_INSTRUKSI YANG DIBERIKAN 1_. Tuliskan ulang tanpa perubahan sepenggal tulisan tentang prestasi di bawah ini: mulai dari kata-kata yang memuat "Prestasi prestasi prestasi", lalu berhenti setelah "mengenai salah pemahaman...".
_INSTRUKSI YANG DIBERIKAN 2_. Dalam tulisan tentang prestasi di bawah ini, pada tahun berapa penulis mendapatkan semua indikator berprestasi yang dimaksud?

:: PETIKAN TEKS ::

Selasa, 14 Januari 2014

'PRESTASI' Bukan tentang Pencapaian Dirimu Semata, Tapi juga tentang Mereka

Bismillahirrahmanirrahim..

Prestasi prestasi prestasi aaaa... Sore ini niatnya hanya untuk ngobrol-ngobrol ringan dengan kawan ya. Tapi ternyata dari obrolan yang saya harapkan sederhana jadi buat saya berpikir. Gemes sih dengar kawan meratap karena merasa sudah dua tahun di sini tapi tak menelurkan prestasi. Inget diri saya zaman dulu sebenarnya, makanya gemes hahaha. Yayaya, izinkan saya sharing true story ini yah :') Ini mengenai salah pemahaman...
 
Dulu saya juga pernah berpikir bahwa berprestasi itu ditandai dengan sederetan kemenangan, piagam penghargaan, dan riuhnya tepuk tangan. Berprestasi bagi saya juga ditandai dengan serangkaian kumpulan karya yang bertebaran, diri yang dikenal banyak orang.
Pemahaman akan hal ini pada akhirnya menjadikan saya seorang yang sangat ambisius. Hingga semua indikator berprestasi yang persis seperti demikian pun saya dapatkan selama tahun 2013 lalu. Saya pun bertumbuh menjadi seorang public speaker (abal-abal sih haha). Perlahan mulai banyak yang mengundang untuk sharing, banyak mendapat piagam penghargaan, dihujani riuh tepuk tangan, kejuaraan nasional.

:::
:: INFORMASI HASIL EKSTRAKSI ::

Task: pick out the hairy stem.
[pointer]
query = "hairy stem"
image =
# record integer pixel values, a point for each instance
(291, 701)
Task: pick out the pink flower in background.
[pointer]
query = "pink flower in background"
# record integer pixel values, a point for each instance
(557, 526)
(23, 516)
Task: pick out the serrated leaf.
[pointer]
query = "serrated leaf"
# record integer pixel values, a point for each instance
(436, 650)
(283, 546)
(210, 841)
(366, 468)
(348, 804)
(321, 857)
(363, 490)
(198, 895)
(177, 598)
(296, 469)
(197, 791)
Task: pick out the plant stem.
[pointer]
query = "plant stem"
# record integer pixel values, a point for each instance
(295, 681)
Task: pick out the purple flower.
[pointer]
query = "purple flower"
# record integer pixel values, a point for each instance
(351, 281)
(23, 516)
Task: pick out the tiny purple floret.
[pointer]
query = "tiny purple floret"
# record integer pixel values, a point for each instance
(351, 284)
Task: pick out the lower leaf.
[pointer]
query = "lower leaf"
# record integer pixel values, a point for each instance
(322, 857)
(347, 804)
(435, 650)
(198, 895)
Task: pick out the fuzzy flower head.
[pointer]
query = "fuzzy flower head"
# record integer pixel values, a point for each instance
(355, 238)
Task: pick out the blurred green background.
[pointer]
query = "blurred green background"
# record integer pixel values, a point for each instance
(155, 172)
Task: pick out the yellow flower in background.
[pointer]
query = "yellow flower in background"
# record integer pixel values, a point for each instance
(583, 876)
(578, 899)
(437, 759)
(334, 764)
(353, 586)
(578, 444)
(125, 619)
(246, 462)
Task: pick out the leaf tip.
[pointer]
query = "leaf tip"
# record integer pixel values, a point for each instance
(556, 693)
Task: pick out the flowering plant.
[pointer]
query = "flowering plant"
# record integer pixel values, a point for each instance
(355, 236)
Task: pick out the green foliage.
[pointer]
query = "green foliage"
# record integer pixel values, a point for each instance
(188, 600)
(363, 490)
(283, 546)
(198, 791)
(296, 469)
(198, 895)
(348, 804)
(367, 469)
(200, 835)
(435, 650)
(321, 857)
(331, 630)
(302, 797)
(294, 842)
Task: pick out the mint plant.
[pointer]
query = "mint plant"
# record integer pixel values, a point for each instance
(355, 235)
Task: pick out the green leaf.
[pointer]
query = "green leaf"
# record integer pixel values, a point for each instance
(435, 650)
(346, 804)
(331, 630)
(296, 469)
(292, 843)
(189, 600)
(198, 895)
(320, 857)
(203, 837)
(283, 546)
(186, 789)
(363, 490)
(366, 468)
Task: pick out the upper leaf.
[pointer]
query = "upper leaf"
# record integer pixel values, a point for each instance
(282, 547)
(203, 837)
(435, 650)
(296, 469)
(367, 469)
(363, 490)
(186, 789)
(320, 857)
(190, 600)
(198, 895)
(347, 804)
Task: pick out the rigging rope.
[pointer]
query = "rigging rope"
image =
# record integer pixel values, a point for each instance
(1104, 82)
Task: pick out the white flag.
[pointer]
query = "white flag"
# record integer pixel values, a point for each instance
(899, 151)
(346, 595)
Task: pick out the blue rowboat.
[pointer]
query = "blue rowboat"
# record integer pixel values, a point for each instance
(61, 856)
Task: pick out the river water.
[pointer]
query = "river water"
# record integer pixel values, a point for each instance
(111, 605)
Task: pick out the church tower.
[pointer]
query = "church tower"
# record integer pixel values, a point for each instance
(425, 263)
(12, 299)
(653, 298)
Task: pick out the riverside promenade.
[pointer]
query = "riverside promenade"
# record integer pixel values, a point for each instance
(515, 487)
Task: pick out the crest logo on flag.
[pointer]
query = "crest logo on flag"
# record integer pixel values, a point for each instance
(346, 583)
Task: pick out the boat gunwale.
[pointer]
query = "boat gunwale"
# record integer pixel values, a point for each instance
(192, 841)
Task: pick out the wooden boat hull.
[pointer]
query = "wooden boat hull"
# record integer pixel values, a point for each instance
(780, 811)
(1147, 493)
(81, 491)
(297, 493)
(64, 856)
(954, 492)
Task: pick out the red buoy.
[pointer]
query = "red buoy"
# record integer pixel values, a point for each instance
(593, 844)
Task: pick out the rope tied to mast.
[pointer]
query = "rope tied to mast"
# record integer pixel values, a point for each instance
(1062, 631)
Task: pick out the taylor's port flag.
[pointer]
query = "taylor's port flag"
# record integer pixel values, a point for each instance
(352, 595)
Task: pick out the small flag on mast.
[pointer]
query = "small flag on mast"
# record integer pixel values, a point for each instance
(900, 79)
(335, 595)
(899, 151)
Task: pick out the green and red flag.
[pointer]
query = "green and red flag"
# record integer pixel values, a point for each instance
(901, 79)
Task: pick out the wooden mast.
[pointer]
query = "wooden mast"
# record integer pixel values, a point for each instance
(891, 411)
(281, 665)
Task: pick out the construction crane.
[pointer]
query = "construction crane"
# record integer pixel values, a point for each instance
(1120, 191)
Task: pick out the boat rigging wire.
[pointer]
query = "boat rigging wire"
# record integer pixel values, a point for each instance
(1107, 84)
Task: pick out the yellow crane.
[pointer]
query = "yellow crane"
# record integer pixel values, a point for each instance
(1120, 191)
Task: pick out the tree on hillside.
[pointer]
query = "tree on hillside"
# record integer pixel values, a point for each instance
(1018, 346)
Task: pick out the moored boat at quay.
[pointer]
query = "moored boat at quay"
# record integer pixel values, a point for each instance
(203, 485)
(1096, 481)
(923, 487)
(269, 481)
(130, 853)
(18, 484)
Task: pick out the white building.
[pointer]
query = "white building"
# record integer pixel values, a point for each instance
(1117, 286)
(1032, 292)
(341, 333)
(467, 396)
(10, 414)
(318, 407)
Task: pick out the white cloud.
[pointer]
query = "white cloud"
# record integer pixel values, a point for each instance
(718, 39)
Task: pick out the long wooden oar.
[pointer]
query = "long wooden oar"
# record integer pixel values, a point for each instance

:::

_KELUARAN LENGKAP 1_.
Prestasi prestasi prestasi aaaa... Sore ini niatnya hanya untuk ngobrol-ngobrol ringan dengan kawan ya. Tapi ternyata dari obrolan yang saya harapkan sederhana jadi buat saya berpikir. Gemes sih dengar kawan meratap karena merasa sudah dua tahun di sini tapi tak menelurkan prestasi. Inget diri saya zaman dulu sebenarnya, makanya gemes hahaha. Yayaya, izinkan saya sharing true story ini yah :') Ini mengenai salah pemahaman...

_KELUARAN LENGKAP 2_. Selama tahun 2013.